▸ Exercise task:
Change "green rubber boot" to "green rain boot" everywhere in the material below, keeping everything else the same. Leave the pictures out of your version.

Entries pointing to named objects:
--- BEGIN ---

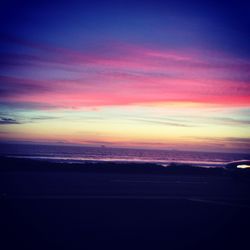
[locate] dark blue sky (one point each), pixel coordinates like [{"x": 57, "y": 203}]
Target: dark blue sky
[{"x": 220, "y": 25}]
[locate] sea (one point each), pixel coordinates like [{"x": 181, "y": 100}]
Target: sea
[{"x": 81, "y": 154}]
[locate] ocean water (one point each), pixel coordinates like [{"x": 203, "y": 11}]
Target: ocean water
[{"x": 78, "y": 154}]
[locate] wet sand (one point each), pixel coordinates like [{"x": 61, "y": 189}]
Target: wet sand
[{"x": 72, "y": 209}]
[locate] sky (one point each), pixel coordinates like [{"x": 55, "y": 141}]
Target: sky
[{"x": 141, "y": 74}]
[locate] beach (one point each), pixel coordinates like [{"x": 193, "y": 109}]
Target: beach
[{"x": 54, "y": 206}]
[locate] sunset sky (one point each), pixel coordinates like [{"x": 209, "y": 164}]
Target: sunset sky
[{"x": 147, "y": 74}]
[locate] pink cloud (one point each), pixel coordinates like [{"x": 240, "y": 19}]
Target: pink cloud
[{"x": 127, "y": 75}]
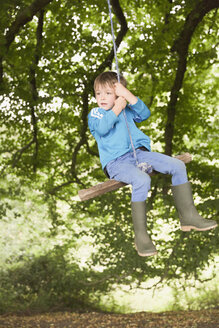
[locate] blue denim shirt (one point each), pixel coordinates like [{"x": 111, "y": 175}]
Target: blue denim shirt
[{"x": 111, "y": 133}]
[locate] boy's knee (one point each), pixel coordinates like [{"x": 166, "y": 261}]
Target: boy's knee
[{"x": 143, "y": 181}]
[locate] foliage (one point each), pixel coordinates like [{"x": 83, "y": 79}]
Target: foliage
[{"x": 49, "y": 58}]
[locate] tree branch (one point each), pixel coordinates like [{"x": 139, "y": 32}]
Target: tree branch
[
  {"x": 23, "y": 17},
  {"x": 181, "y": 46},
  {"x": 33, "y": 85},
  {"x": 124, "y": 28}
]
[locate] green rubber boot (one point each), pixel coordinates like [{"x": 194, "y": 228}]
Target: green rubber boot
[
  {"x": 188, "y": 215},
  {"x": 143, "y": 243}
]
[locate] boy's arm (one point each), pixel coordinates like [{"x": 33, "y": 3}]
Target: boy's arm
[
  {"x": 101, "y": 122},
  {"x": 140, "y": 110}
]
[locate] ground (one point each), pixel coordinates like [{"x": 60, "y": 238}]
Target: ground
[{"x": 179, "y": 319}]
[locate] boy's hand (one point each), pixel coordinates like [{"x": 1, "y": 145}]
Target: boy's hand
[
  {"x": 122, "y": 91},
  {"x": 119, "y": 105}
]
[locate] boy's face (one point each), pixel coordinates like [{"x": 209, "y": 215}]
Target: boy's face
[{"x": 105, "y": 96}]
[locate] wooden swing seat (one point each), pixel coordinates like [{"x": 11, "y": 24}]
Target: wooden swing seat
[{"x": 111, "y": 185}]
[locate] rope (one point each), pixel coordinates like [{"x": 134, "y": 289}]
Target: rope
[
  {"x": 118, "y": 77},
  {"x": 143, "y": 166}
]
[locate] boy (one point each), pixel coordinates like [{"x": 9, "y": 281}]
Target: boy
[{"x": 108, "y": 126}]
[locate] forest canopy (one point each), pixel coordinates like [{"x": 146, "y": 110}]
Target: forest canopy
[{"x": 50, "y": 53}]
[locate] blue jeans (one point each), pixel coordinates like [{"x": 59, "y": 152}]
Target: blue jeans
[{"x": 124, "y": 168}]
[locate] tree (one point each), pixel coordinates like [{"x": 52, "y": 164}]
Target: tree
[{"x": 50, "y": 53}]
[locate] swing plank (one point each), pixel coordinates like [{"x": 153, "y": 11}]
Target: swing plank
[{"x": 111, "y": 185}]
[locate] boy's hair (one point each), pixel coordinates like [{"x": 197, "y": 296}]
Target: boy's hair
[{"x": 109, "y": 78}]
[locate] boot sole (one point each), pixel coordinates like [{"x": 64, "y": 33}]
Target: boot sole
[
  {"x": 147, "y": 254},
  {"x": 189, "y": 228}
]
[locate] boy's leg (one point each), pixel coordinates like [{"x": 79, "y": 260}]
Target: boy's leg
[
  {"x": 182, "y": 193},
  {"x": 124, "y": 169},
  {"x": 165, "y": 164}
]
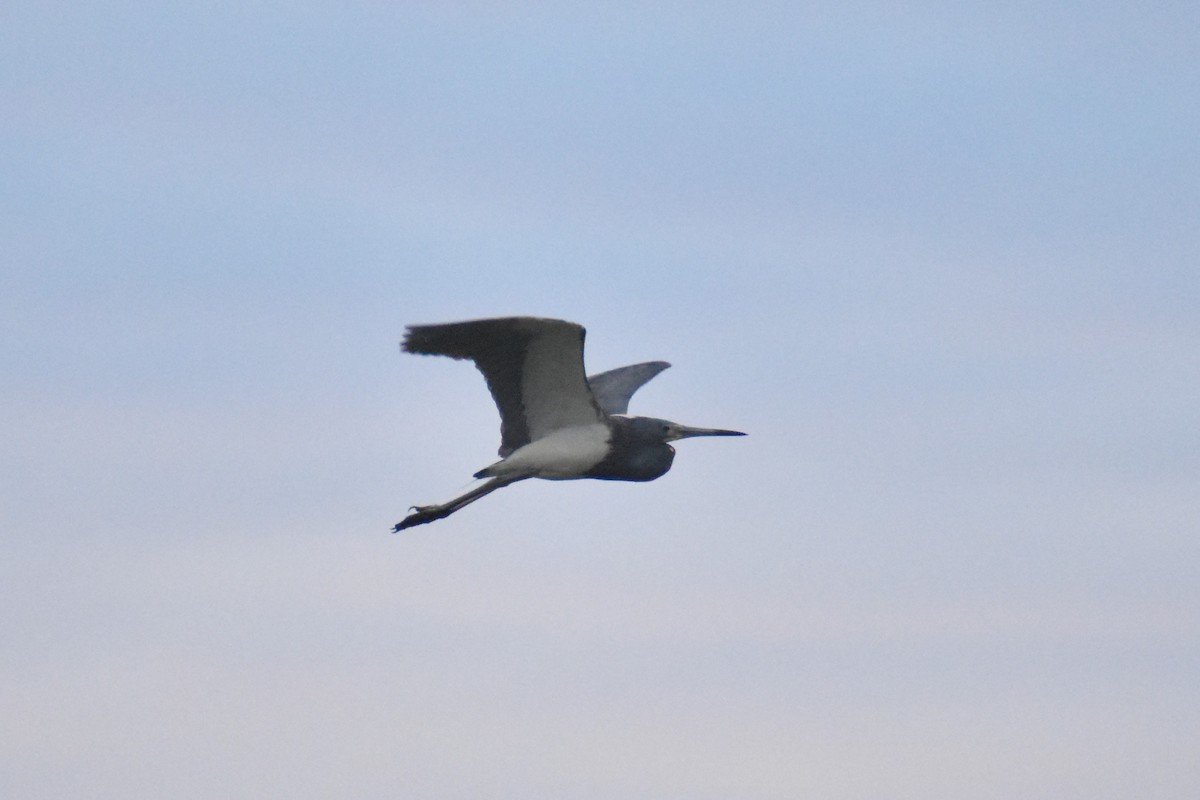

--- END ---

▸ Written reply:
[locate] dark blue sky (one point each), pixel coordinates like [{"x": 57, "y": 203}]
Target: dark blue sky
[{"x": 220, "y": 25}]
[locate] sea (one point each), pixel coordinates like [{"x": 181, "y": 100}]
Target: sea
[{"x": 81, "y": 154}]
[locate] ocean water (one point each), pixel coordinates like [{"x": 203, "y": 11}]
Target: ocean water
[{"x": 78, "y": 154}]
[locate] wet sand (one point each), pixel coordinates like [{"x": 61, "y": 189}]
Target: wet sand
[{"x": 72, "y": 209}]
[locate] sky (one point each), pixel coordinates like [{"x": 55, "y": 141}]
Target: sky
[{"x": 141, "y": 74}]
[locate] beach (one point each), pixel coordinates like [{"x": 193, "y": 109}]
Target: beach
[{"x": 54, "y": 206}]
[locate] sunset sky (one point each), pixel coordinates like [{"x": 209, "y": 164}]
Target: sunset sky
[{"x": 147, "y": 74}]
[locate] pink cloud (one point each), pixel coordinates like [{"x": 240, "y": 19}]
Target: pink cloud
[{"x": 127, "y": 75}]
[locate] blue denim shirt (one point each), pixel coordinates like [{"x": 111, "y": 175}]
Target: blue denim shirt
[{"x": 111, "y": 133}]
[locate] boy's knee (one point each), pixel coordinates like [{"x": 166, "y": 261}]
Target: boy's knee
[{"x": 143, "y": 181}]
[locate] foliage (one point each), pixel coordinates like [{"x": 83, "y": 79}]
Target: foliage
[{"x": 49, "y": 58}]
[locate] tree branch (one point each), pixel coordinates like [{"x": 139, "y": 32}]
Target: tree branch
[
  {"x": 23, "y": 17},
  {"x": 181, "y": 46},
  {"x": 33, "y": 85},
  {"x": 124, "y": 28}
]
[locate] green rain boot (one point each), pixel coordinates like [{"x": 194, "y": 228}]
Target: green rain boot
[
  {"x": 188, "y": 215},
  {"x": 143, "y": 243}
]
[locate] boy's arm (one point each), pixel coordinates like [{"x": 33, "y": 3}]
Target: boy's arm
[
  {"x": 101, "y": 122},
  {"x": 140, "y": 110}
]
[locate] ground (one point each), pixel coordinates like [{"x": 60, "y": 238}]
Target: ground
[{"x": 179, "y": 319}]
[locate] boy's hand (one point each), pixel coordinates like [{"x": 1, "y": 145}]
Target: boy's hand
[
  {"x": 122, "y": 91},
  {"x": 119, "y": 105}
]
[locate] boy's face (one point each), pixel coordinates like [{"x": 209, "y": 215}]
Target: boy's face
[{"x": 105, "y": 96}]
[locate] wooden swing seat (one point each), pixel coordinates like [{"x": 11, "y": 24}]
Target: wooden swing seat
[{"x": 111, "y": 185}]
[locate] rope (one point each), pixel coordinates like [{"x": 134, "y": 289}]
Target: rope
[
  {"x": 118, "y": 77},
  {"x": 143, "y": 166}
]
[locate] boy (one point each), pixel coordinates like [{"x": 9, "y": 281}]
Target: boy
[{"x": 108, "y": 126}]
[locate] forest canopy (one point each), pixel coordinates like [{"x": 146, "y": 110}]
Target: forest canopy
[{"x": 50, "y": 53}]
[locate] blue jeans (one point each), pixel coordinates like [{"x": 59, "y": 152}]
Target: blue jeans
[{"x": 124, "y": 168}]
[locate] tree (one point each), pixel coordinates like [{"x": 52, "y": 164}]
Target: tree
[{"x": 50, "y": 53}]
[locate] swing plank (one point each), pixel coordinates like [{"x": 153, "y": 11}]
Target: swing plank
[{"x": 111, "y": 185}]
[locate] boy's hair (one point each), pixel coordinates like [{"x": 197, "y": 296}]
Target: boy's hair
[{"x": 109, "y": 78}]
[locate] boot sole (one point each), pixel coordinates like [{"x": 64, "y": 33}]
Target: boot sole
[
  {"x": 147, "y": 254},
  {"x": 189, "y": 228}
]
[locate] boy's leg (one point each), pixel coordinates like [{"x": 79, "y": 260}]
Target: boy's leg
[
  {"x": 182, "y": 193},
  {"x": 124, "y": 169},
  {"x": 165, "y": 164}
]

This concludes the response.